+++ PROVIDED RECORDS

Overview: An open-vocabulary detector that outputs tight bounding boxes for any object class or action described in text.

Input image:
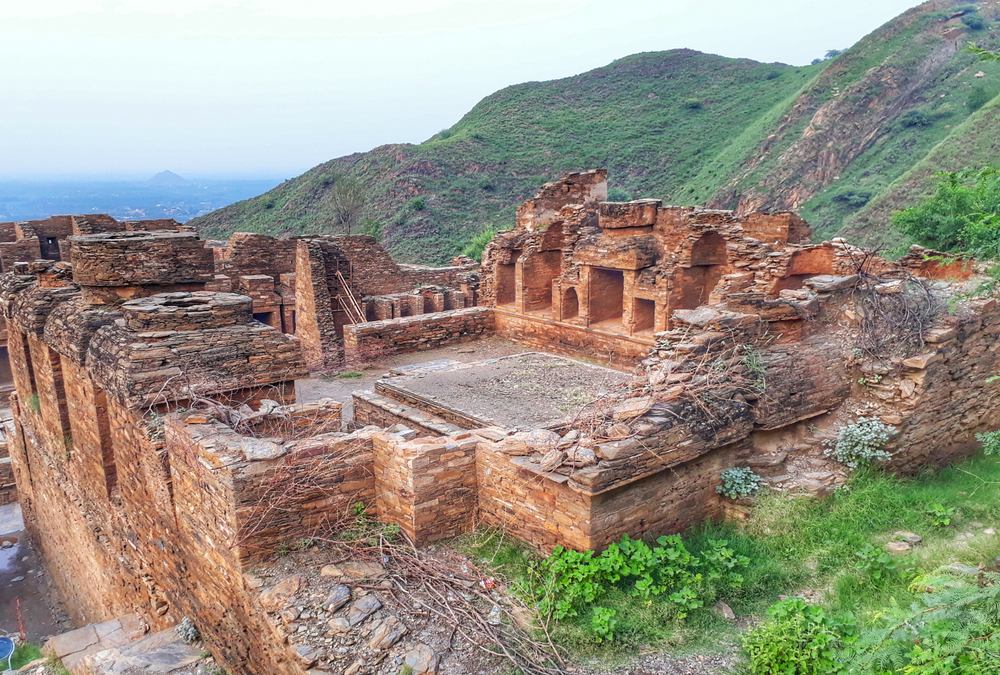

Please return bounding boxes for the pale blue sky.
[1,0,920,180]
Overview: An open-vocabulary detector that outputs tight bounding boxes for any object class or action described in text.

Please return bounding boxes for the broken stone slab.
[326,584,352,612]
[366,616,408,649]
[294,643,321,668]
[78,627,203,675]
[327,617,351,634]
[713,601,735,621]
[594,438,641,461]
[802,275,858,293]
[347,594,382,626]
[539,449,565,472]
[241,437,285,461]
[903,352,942,370]
[745,452,787,468]
[258,574,304,612]
[404,644,441,675]
[885,541,911,555]
[924,326,958,343]
[510,428,560,448]
[340,561,385,579]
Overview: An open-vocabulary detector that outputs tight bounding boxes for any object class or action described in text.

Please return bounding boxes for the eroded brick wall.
[343,306,495,361]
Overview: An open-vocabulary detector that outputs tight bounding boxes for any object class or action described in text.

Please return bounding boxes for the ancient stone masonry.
[294,234,482,369]
[0,216,194,397]
[8,170,1000,675]
[208,232,300,333]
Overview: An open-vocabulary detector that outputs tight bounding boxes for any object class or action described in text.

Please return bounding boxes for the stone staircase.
[39,615,204,675]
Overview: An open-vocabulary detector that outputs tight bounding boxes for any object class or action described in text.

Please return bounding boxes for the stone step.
[43,614,147,673]
[76,627,205,675]
[352,390,464,437]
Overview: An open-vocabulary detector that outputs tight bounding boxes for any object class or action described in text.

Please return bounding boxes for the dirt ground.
[296,337,534,422]
[0,503,65,644]
[385,352,630,430]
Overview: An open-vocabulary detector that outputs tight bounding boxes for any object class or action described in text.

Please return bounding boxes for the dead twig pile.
[847,248,944,366]
[313,528,568,675]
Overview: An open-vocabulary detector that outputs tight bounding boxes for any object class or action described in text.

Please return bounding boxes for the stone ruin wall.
[5,171,1000,674]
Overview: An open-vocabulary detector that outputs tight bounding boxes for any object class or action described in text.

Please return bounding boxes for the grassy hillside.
[192,0,1000,264]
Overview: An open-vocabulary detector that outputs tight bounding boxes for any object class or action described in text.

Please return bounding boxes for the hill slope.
[192,0,1000,263]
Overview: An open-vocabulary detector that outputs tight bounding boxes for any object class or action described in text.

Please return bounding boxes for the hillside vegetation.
[192,0,1000,263]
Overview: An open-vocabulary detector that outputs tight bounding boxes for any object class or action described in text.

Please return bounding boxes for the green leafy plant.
[716,467,764,499]
[337,371,364,379]
[26,393,40,413]
[462,226,497,262]
[926,502,955,527]
[853,544,903,584]
[410,197,426,211]
[681,98,703,110]
[533,533,749,639]
[590,606,617,642]
[823,418,892,469]
[976,429,1000,455]
[743,597,853,675]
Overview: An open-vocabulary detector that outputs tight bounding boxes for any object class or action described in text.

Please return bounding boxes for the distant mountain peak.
[147,170,187,186]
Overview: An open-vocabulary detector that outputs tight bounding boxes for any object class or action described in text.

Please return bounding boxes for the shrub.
[743,597,851,675]
[534,534,749,639]
[26,393,40,413]
[410,198,426,211]
[606,187,631,202]
[898,109,931,128]
[681,98,703,110]
[976,429,1000,455]
[175,617,200,643]
[359,217,383,241]
[962,12,986,31]
[832,189,873,208]
[823,418,892,469]
[462,226,497,262]
[716,467,763,499]
[892,166,1000,254]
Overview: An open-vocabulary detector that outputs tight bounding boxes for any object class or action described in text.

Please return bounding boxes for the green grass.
[10,642,43,669]
[337,371,364,379]
[457,453,1000,664]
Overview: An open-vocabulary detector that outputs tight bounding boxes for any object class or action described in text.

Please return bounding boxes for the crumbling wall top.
[119,292,252,332]
[70,231,214,287]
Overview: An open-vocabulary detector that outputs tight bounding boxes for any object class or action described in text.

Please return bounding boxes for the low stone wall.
[476,441,593,551]
[166,411,374,565]
[0,458,15,505]
[493,310,650,367]
[343,306,495,361]
[476,440,736,552]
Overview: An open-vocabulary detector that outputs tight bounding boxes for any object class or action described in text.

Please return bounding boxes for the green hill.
[191,0,1000,264]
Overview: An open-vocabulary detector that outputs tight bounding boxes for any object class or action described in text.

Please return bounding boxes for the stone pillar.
[373,430,479,546]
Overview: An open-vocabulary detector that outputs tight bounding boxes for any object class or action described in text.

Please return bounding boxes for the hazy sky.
[1,0,920,180]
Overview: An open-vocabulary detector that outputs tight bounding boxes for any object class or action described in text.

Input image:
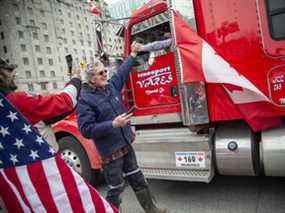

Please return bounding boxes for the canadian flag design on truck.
[171,10,283,131]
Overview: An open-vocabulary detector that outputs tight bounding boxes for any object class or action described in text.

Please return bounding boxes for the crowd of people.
[0,39,171,212]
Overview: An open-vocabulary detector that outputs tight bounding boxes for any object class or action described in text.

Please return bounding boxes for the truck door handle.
[170,86,178,97]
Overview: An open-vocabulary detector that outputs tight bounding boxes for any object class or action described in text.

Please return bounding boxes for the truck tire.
[58,136,94,183]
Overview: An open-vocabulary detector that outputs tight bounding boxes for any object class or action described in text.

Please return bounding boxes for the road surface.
[97,175,285,213]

++++++

### ACTION ITEM:
An exact copy of the lines from the one with "Please return bounding boxes for the stone pillar." through the end of the entries above, both included, is the whole answer. It contains no pictures.

### RESPONSE:
Please return bounding boxes for the stone pillar.
[373,430,479,546]
Overview: An open-vocabulary detector that outputs tight bounding boxes for any object class or action described in text.

Please return bounding boxes for the hazy sky.
[1,0,920,180]
Overview: An open-vocabulary detector that outputs tight bounding boxes for any object class or action described in text.

Input image:

Please return bounding boxes for the canadian flag design on truck.
[171,10,283,131]
Overview: An open-vocabulary detector that outputs tight bounding boxes for any object class or action described in text.

Please return bounding boxes for the crowd of people.
[0,39,171,212]
Overview: An open-vocabulary detector that outputs tight bounding boxes for any object class or action described in text.

Please return bounding boxes for the truck door handle.
[170,86,178,97]
Overview: An open-vocabulary detector that outputs tight bounding boxes for any object class or action described in text.

Please return bounding boxes for the truck tire.
[58,136,94,183]
Overview: An open-vocabulary detector that outputs tight bounding boxes for any object class or action described in text.

Please return bounding boxes for the road surface.
[97,175,285,213]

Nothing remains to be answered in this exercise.